GIVEN EXERCISE => Can you transcribe every line of the listing below character for character, leaving out the pictures?

DATA PROVIDED =>
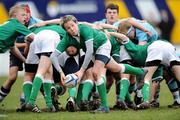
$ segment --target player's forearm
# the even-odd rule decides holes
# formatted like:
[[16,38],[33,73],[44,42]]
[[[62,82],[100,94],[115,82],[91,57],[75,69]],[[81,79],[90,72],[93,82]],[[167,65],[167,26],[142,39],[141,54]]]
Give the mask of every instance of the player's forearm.
[[[87,45],[88,44],[88,45]],[[84,58],[84,62],[82,64],[82,67],[84,70],[87,69],[91,59],[92,59],[92,56],[93,56],[93,41],[88,41],[86,43],[86,46],[87,46],[87,51],[86,51],[86,54],[85,54],[85,58]]]
[[19,49],[16,46],[13,46],[10,48],[10,51],[13,55],[15,55],[19,60],[25,62],[26,59],[25,57],[21,54],[21,52],[19,51]]
[[58,62],[58,56],[61,55],[61,53],[59,53],[58,51],[54,51],[51,56],[50,56],[50,59],[52,61],[52,64],[54,65],[55,69],[61,73],[62,72],[62,69],[59,65],[59,62]]
[[144,26],[142,26],[141,24],[139,24],[139,23],[136,22],[135,20],[133,20],[133,19],[128,19],[128,22],[129,22],[132,26],[134,26],[134,27],[136,27],[136,28],[138,28],[138,29],[140,29],[140,30],[142,30],[142,31],[144,31],[144,32],[148,32],[148,30],[147,30]]
[[114,30],[118,30],[118,28],[116,26],[110,25],[110,24],[105,24],[105,23],[99,23],[98,25],[100,25],[102,28],[104,29],[114,29]]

EXERCISE ANSWER =>
$ segment --target player's forearm
# the even-odd rule decides holes
# formatted like:
[[16,38],[33,73],[44,42]]
[[[62,82],[100,94],[115,82],[91,57],[75,69]],[[81,79],[90,72],[93,82]],[[167,65],[167,26],[142,39],[141,54]]]
Give the mask of every instance of the player's forearm.
[[[87,45],[88,44],[88,45]],[[84,58],[84,62],[82,64],[82,67],[84,70],[87,69],[91,59],[92,59],[92,56],[93,56],[93,41],[88,41],[86,43],[86,46],[87,46],[87,51],[86,51],[86,54],[85,54],[85,58]]]
[[19,49],[16,46],[13,46],[10,48],[10,51],[13,55],[15,55],[19,60],[25,62],[26,59],[25,57],[21,54],[21,52],[19,51]]
[[58,62],[58,56],[61,55],[61,53],[59,53],[58,51],[54,51],[51,56],[50,56],[50,59],[52,61],[52,64],[54,65],[55,69],[61,73],[62,72],[62,69],[59,65],[59,62]]
[[144,26],[142,26],[141,24],[139,24],[139,23],[136,22],[135,20],[133,20],[133,19],[128,19],[128,22],[129,22],[132,26],[134,26],[134,27],[136,27],[136,28],[138,28],[138,29],[140,29],[140,30],[142,30],[142,31],[144,31],[144,32],[148,32],[148,30],[147,30]]
[[114,30],[118,30],[118,28],[116,26],[110,25],[110,24],[105,24],[105,23],[99,23],[98,25],[100,25],[102,28],[104,29],[114,29]]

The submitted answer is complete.